--- Prompt ---
Output all of the lines below exactly, and leave out each image.

----

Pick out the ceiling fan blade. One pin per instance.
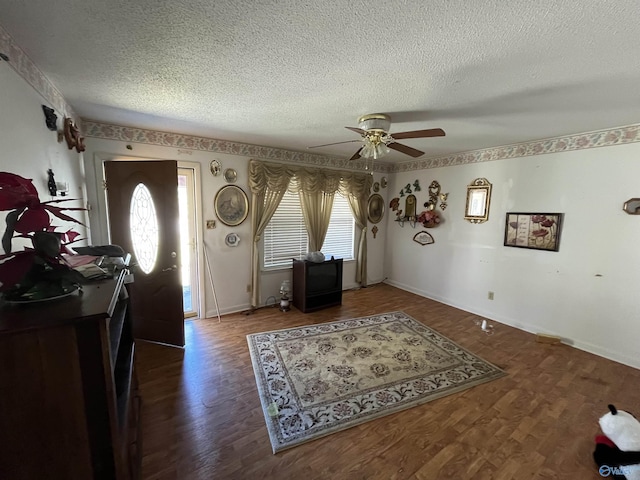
(432, 132)
(336, 143)
(356, 155)
(404, 149)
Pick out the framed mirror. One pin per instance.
(215, 167)
(478, 201)
(375, 208)
(632, 206)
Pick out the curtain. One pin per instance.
(316, 188)
(356, 188)
(268, 183)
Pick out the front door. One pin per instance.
(142, 205)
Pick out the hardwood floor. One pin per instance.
(202, 417)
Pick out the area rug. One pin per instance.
(318, 379)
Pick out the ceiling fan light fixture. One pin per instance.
(375, 121)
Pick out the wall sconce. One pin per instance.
(285, 289)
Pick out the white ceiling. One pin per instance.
(294, 73)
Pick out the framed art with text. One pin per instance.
(539, 231)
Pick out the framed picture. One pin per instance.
(540, 231)
(375, 208)
(231, 205)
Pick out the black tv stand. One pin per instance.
(306, 297)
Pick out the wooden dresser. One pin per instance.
(69, 405)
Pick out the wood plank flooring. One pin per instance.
(201, 415)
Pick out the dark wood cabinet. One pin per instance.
(317, 285)
(69, 405)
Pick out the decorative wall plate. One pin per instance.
(375, 208)
(423, 238)
(230, 175)
(215, 168)
(231, 205)
(232, 240)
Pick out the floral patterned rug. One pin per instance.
(319, 379)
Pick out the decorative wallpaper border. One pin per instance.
(24, 66)
(167, 139)
(579, 141)
(28, 70)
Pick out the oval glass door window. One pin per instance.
(144, 228)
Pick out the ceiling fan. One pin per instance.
(374, 131)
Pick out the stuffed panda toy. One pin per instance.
(617, 452)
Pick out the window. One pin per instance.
(286, 236)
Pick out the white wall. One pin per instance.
(231, 266)
(29, 149)
(585, 293)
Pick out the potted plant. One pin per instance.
(40, 272)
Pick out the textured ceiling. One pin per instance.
(293, 73)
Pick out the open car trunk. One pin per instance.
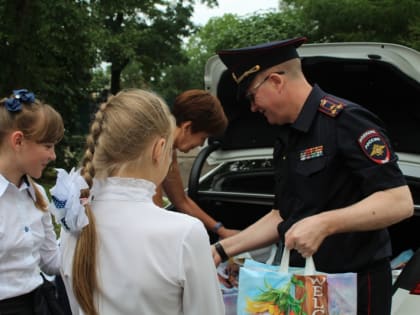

----

--- Written answer ---
Pick out the ceiling fan blade. One pin per instance.
(432, 132)
(336, 143)
(356, 155)
(404, 149)
Pick out the framed mirror. One pin per instance.
(215, 167)
(478, 201)
(375, 208)
(632, 206)
Pick out the curtain. One pin per instance.
(316, 188)
(356, 188)
(268, 183)
Pick out the front door. One pin per instance.
(142, 205)
Pick out the hardwood floor. One pin per instance.
(202, 417)
Pick out the area rug. One pin per instance.
(318, 379)
Pick out the ceiling fan light fixture. One pin per instance.
(375, 121)
Pick out the wall sconce. One pin per instance.
(285, 289)
Pick out the white ceiling. One pin per instance.
(294, 73)
Pick out the framed art with text. One pin per instance.
(539, 231)
Pick out the framed picture. One pin per instance.
(540, 231)
(375, 208)
(231, 205)
Pick out the black tv stand. One pin per instance.
(306, 297)
Pick out the wooden dresser. One pin per instance.
(69, 405)
Pick out the wood plank flooring. One pin per instance.
(201, 415)
Pick out the dark wood cabinet. One pin per instance.
(317, 285)
(69, 405)
Pick out the decorative wall plate. One pin per instance.
(375, 208)
(423, 238)
(230, 175)
(215, 168)
(231, 205)
(232, 240)
Pick out the floral patterned rug. One pin per instance.
(319, 379)
Pick out the decorative wallpaper border. One pin per instance.
(24, 66)
(167, 139)
(579, 141)
(28, 70)
Pick out the oval glass door window. One pin per instance.
(144, 228)
Pick out the ceiling fan. One pin per instance.
(374, 131)
Pick out the stuffed panda toy. One pin per instance.
(617, 452)
Pick out the window. One pin per instance.
(286, 236)
Pick out the white wall. One pin per instance.
(231, 266)
(29, 149)
(585, 293)
Pick out the potted plant. One pin per instance.
(40, 272)
Pick out the textured ceiling. One pin per instance.
(293, 73)
Pick out the open car trunk. One pin per instance.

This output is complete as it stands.